■ Object outline annotations ■
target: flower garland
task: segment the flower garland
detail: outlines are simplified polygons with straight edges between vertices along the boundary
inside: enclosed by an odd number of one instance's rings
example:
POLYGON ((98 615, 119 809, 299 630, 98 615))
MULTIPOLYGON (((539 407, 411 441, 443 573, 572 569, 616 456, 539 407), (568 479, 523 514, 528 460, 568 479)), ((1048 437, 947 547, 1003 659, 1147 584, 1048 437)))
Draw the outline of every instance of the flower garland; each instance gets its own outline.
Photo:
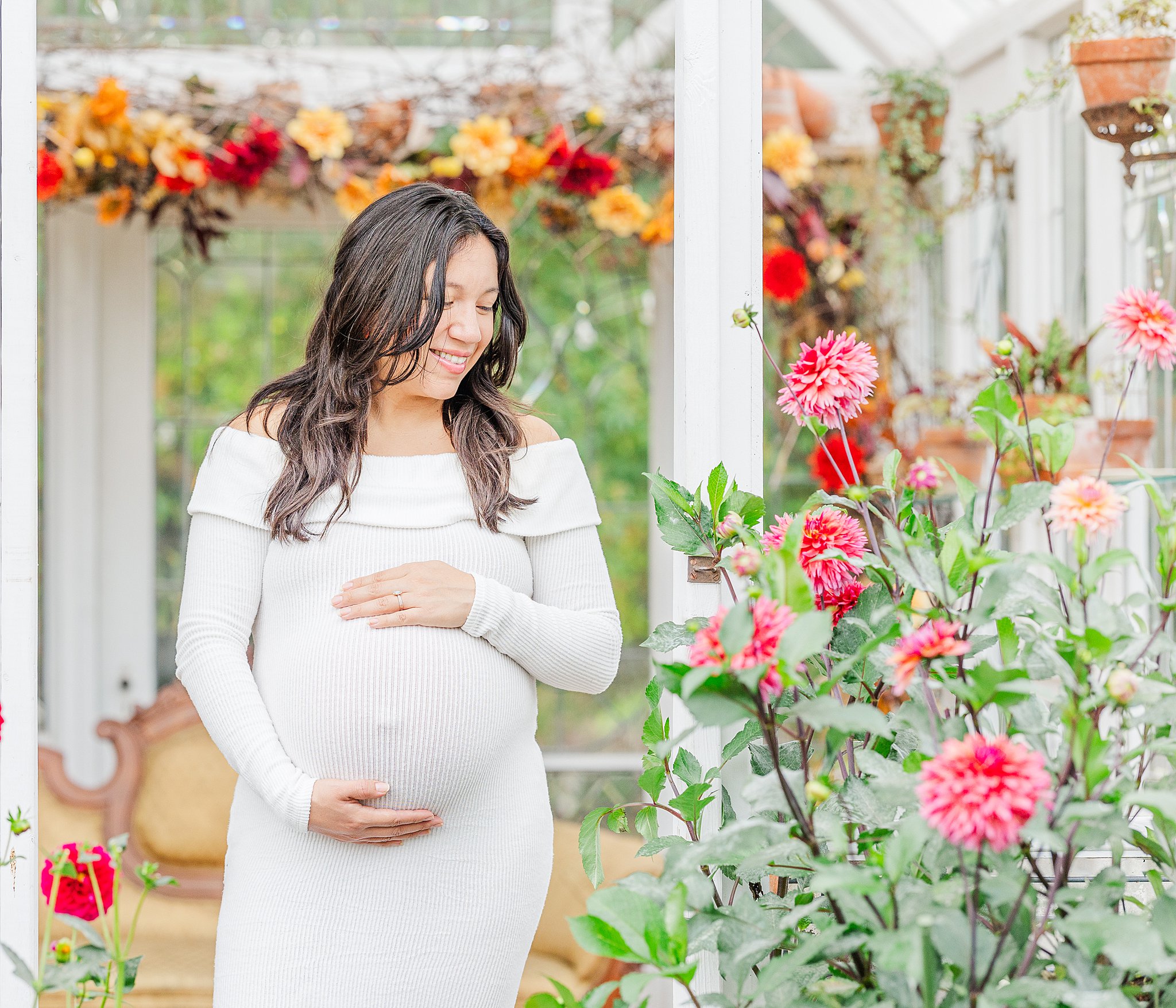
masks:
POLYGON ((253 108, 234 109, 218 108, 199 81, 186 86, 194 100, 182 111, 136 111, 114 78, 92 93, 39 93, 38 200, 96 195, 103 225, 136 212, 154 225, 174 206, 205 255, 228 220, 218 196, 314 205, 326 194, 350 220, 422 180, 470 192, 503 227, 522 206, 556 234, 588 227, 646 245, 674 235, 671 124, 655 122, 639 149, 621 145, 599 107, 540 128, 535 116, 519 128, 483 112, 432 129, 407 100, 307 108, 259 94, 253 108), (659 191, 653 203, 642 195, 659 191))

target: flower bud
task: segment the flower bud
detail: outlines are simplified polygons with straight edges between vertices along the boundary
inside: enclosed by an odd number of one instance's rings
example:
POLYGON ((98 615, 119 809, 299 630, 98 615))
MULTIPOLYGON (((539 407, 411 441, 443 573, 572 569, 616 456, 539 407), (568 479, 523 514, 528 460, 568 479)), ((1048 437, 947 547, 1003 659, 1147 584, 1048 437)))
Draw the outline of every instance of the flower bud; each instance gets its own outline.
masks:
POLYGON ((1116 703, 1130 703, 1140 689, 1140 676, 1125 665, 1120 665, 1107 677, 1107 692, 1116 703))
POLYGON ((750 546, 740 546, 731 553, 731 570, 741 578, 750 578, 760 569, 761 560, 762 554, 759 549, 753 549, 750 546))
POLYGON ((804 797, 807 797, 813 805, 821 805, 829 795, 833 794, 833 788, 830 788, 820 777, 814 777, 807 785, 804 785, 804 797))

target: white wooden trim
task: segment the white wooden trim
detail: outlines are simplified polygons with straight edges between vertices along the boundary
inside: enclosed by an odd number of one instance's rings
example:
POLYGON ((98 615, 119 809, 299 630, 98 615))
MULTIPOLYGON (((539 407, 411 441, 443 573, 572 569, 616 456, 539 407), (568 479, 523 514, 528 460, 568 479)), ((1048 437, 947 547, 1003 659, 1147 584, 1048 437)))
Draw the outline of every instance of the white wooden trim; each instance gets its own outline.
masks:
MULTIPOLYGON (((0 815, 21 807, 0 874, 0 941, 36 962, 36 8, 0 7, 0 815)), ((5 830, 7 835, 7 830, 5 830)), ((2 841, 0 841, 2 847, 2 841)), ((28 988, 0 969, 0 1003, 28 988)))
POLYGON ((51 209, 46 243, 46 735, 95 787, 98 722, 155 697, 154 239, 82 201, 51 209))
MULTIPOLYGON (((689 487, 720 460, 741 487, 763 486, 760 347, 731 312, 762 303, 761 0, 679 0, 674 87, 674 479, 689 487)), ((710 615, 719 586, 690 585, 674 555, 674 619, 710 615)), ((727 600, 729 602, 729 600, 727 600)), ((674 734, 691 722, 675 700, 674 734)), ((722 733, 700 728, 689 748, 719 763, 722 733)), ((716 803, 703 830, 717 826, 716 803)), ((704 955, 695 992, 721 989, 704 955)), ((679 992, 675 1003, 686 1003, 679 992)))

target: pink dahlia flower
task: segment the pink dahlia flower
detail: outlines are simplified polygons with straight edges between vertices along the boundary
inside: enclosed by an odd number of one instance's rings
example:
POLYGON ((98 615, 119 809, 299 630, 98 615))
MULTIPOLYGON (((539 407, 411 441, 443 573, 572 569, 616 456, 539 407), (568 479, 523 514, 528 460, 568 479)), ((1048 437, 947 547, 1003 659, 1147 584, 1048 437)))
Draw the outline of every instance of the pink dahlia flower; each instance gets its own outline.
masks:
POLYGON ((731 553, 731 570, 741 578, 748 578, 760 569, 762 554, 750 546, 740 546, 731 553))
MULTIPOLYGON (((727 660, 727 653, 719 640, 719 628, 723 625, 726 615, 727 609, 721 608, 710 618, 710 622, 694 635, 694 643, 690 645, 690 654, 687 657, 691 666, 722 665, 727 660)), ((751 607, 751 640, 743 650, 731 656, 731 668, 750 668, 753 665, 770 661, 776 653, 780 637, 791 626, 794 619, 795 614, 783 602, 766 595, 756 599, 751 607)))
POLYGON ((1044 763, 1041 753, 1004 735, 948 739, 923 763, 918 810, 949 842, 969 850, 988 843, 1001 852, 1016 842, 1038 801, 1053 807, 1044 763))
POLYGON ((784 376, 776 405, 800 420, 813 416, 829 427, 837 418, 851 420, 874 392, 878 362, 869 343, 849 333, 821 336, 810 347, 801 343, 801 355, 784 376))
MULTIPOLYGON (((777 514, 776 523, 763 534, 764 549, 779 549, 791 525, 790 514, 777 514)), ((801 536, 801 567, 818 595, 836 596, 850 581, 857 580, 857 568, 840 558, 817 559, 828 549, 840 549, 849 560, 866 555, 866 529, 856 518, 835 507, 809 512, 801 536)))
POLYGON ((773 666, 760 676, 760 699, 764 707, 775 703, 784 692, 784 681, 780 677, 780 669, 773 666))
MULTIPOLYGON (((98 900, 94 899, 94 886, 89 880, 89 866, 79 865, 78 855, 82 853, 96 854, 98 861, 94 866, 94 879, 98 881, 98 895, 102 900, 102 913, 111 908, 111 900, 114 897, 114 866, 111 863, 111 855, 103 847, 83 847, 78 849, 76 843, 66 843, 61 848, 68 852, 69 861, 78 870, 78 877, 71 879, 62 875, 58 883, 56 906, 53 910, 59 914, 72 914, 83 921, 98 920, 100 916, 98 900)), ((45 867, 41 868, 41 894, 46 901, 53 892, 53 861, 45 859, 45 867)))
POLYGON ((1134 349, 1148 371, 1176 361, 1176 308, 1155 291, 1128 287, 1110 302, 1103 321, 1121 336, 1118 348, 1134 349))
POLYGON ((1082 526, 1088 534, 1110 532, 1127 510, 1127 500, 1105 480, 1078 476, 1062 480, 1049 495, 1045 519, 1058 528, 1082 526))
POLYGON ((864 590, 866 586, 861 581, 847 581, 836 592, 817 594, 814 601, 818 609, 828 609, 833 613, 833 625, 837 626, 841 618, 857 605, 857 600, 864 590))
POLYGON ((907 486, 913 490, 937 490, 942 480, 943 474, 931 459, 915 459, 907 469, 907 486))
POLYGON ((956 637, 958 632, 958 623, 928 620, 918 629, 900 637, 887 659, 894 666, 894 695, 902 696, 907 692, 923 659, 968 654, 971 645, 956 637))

■ OBJECTIVE ■
Keep the pictures out and write out the records exactly.

■ SOLUTION TO THIS PROBLEM ■
target: flower garland
task: segment the flower garland
detail: outlines are simplified polygons with straight edges between vertices along the boundary
inside: enclosed by an odd number of one instance's rings
example:
POLYGON ((98 615, 119 809, 299 630, 98 615))
MULTIPOLYGON (((539 407, 411 441, 443 573, 572 569, 616 456, 539 407), (568 479, 523 514, 528 460, 568 479)), ((1048 437, 947 547, 1003 659, 1147 584, 1048 437)))
Draw the outline of every instance of the flower garland; each instance gets its own outline.
Photo:
masks:
POLYGON ((253 108, 234 109, 218 108, 199 81, 186 86, 194 100, 182 111, 136 111, 114 78, 92 93, 39 93, 38 200, 96 195, 103 225, 136 212, 154 225, 174 206, 205 255, 228 220, 218 196, 314 205, 326 194, 350 220, 422 180, 470 192, 503 227, 522 206, 556 234, 588 227, 646 245, 674 235, 671 124, 655 122, 639 149, 621 145, 599 107, 540 128, 535 116, 519 128, 483 112, 432 129, 407 100, 307 108, 259 94, 253 108), (659 191, 653 203, 642 195, 659 191))

target: flower bud
task: segment the flower bud
detail: outlines are simplified polygons with straight edges between vertices along the boundary
inside: enclosed by an odd number of one instance's rings
example:
POLYGON ((98 615, 119 809, 299 630, 98 615))
MULTIPOLYGON (((539 407, 411 441, 443 573, 572 569, 616 456, 539 407), (568 479, 523 514, 528 460, 568 479)), ((1048 437, 947 547, 1003 659, 1147 584, 1048 437)))
Draw the outline of every instance of the flower bud; each instance gets its own outline.
masks:
POLYGON ((1116 703, 1130 703, 1140 689, 1140 676, 1125 665, 1120 665, 1107 677, 1107 692, 1116 703))
POLYGON ((750 546, 740 546, 731 553, 731 570, 741 578, 750 578, 760 569, 761 560, 762 554, 759 549, 753 549, 750 546))
POLYGON ((804 797, 807 797, 813 805, 821 805, 829 795, 833 794, 833 788, 830 788, 820 777, 814 777, 807 785, 804 785, 804 797))

target: white wooden trim
task: segment the white wooden trim
detail: outlines are simplified polygons with straight edges between vertices along the boundary
inside: enclosed by an odd number of one instance's rings
example:
POLYGON ((98 615, 119 809, 299 630, 98 615))
MULTIPOLYGON (((539 407, 411 441, 443 573, 572 569, 616 456, 539 407), (568 479, 523 514, 528 460, 568 479)), ((1048 437, 947 547, 1003 659, 1147 584, 1048 437)))
Draw the outline of every instance of the white wooden trim; each instance gets its own outline.
masks:
MULTIPOLYGON (((0 815, 21 807, 0 874, 0 941, 36 962, 36 8, 0 7, 0 815)), ((5 830, 7 835, 7 830, 5 830)), ((2 841, 0 841, 2 847, 2 841)), ((28 988, 0 969, 0 1003, 28 988)))
POLYGON ((51 209, 46 243, 46 735, 95 787, 98 722, 155 697, 154 239, 82 201, 51 209))
MULTIPOLYGON (((689 487, 720 460, 741 487, 763 486, 760 347, 731 312, 762 303, 761 0, 679 0, 674 87, 674 479, 689 487)), ((710 615, 719 586, 690 585, 674 555, 674 619, 710 615)), ((727 600, 729 602, 729 600, 727 600)), ((674 734, 691 722, 675 700, 674 734)), ((722 733, 700 728, 689 748, 719 763, 722 733)), ((716 803, 703 830, 717 826, 716 803)), ((704 955, 695 992, 721 989, 704 955)), ((679 992, 675 1003, 686 1003, 679 992)))

target: pink dahlia flower
task: segment the pink dahlia flower
detail: outlines are simplified polygons with straight edges between vertices along the boundary
inside: enclosed by an odd number of one instance's rings
example:
POLYGON ((98 615, 119 809, 299 630, 98 615))
MULTIPOLYGON (((539 407, 411 441, 443 573, 572 569, 616 456, 539 407), (568 479, 523 514, 528 460, 568 479)), ((1048 437, 947 547, 1003 659, 1147 584, 1048 437)))
Draw the outline of every instance of the pink dahlia flower; each instance gets its own outline.
masks:
POLYGON ((731 553, 731 570, 741 578, 748 578, 760 569, 762 554, 750 546, 740 546, 731 553))
MULTIPOLYGON (((727 660, 727 653, 719 640, 719 628, 723 625, 726 615, 727 609, 721 608, 710 618, 710 622, 694 635, 694 643, 690 645, 690 654, 687 657, 691 666, 722 665, 727 660)), ((751 607, 751 640, 743 650, 731 656, 731 668, 750 668, 753 665, 770 661, 776 653, 780 637, 791 626, 794 619, 795 614, 783 602, 766 595, 756 599, 751 607)))
POLYGON ((1044 763, 1041 753, 1004 735, 948 739, 923 763, 918 810, 949 842, 969 850, 988 843, 1001 852, 1016 842, 1038 801, 1053 807, 1044 763))
POLYGON ((784 376, 776 405, 800 420, 813 416, 829 427, 837 418, 851 420, 874 392, 878 362, 869 343, 849 333, 821 336, 810 347, 801 343, 801 355, 784 376))
MULTIPOLYGON (((777 514, 776 523, 763 534, 764 549, 779 549, 791 525, 790 514, 777 514)), ((801 536, 801 567, 818 595, 836 596, 850 581, 857 580, 857 568, 840 558, 817 559, 828 549, 840 549, 849 560, 866 555, 866 529, 856 518, 835 507, 809 512, 801 536)))
POLYGON ((773 666, 760 676, 760 699, 764 707, 775 703, 784 692, 784 681, 780 677, 780 669, 773 666))
MULTIPOLYGON (((98 900, 94 899, 94 886, 89 880, 89 866, 79 865, 78 855, 82 853, 96 854, 98 861, 94 866, 94 879, 98 881, 98 895, 102 900, 102 913, 111 908, 111 900, 114 897, 114 866, 111 863, 111 855, 103 847, 83 847, 78 849, 76 843, 66 843, 61 848, 68 852, 69 861, 78 870, 78 877, 71 879, 62 875, 58 883, 56 906, 53 910, 59 914, 72 914, 83 921, 98 920, 100 916, 98 900)), ((45 867, 41 868, 41 894, 46 901, 53 892, 53 861, 45 859, 45 867)))
POLYGON ((1134 349, 1148 371, 1176 361, 1176 308, 1155 291, 1128 287, 1110 302, 1103 321, 1121 336, 1118 348, 1134 349))
POLYGON ((1082 526, 1088 534, 1110 532, 1127 510, 1127 500, 1105 480, 1078 476, 1062 480, 1049 495, 1045 519, 1058 528, 1082 526))
POLYGON ((864 590, 866 586, 861 581, 847 581, 836 592, 817 594, 814 601, 818 609, 828 609, 833 613, 833 625, 837 626, 841 618, 857 605, 857 600, 864 590))
POLYGON ((907 486, 913 490, 937 490, 942 480, 943 474, 931 459, 915 459, 907 469, 907 486))
POLYGON ((956 637, 958 632, 958 623, 928 620, 918 629, 900 637, 887 659, 894 666, 894 695, 902 696, 907 692, 923 659, 968 654, 971 645, 956 637))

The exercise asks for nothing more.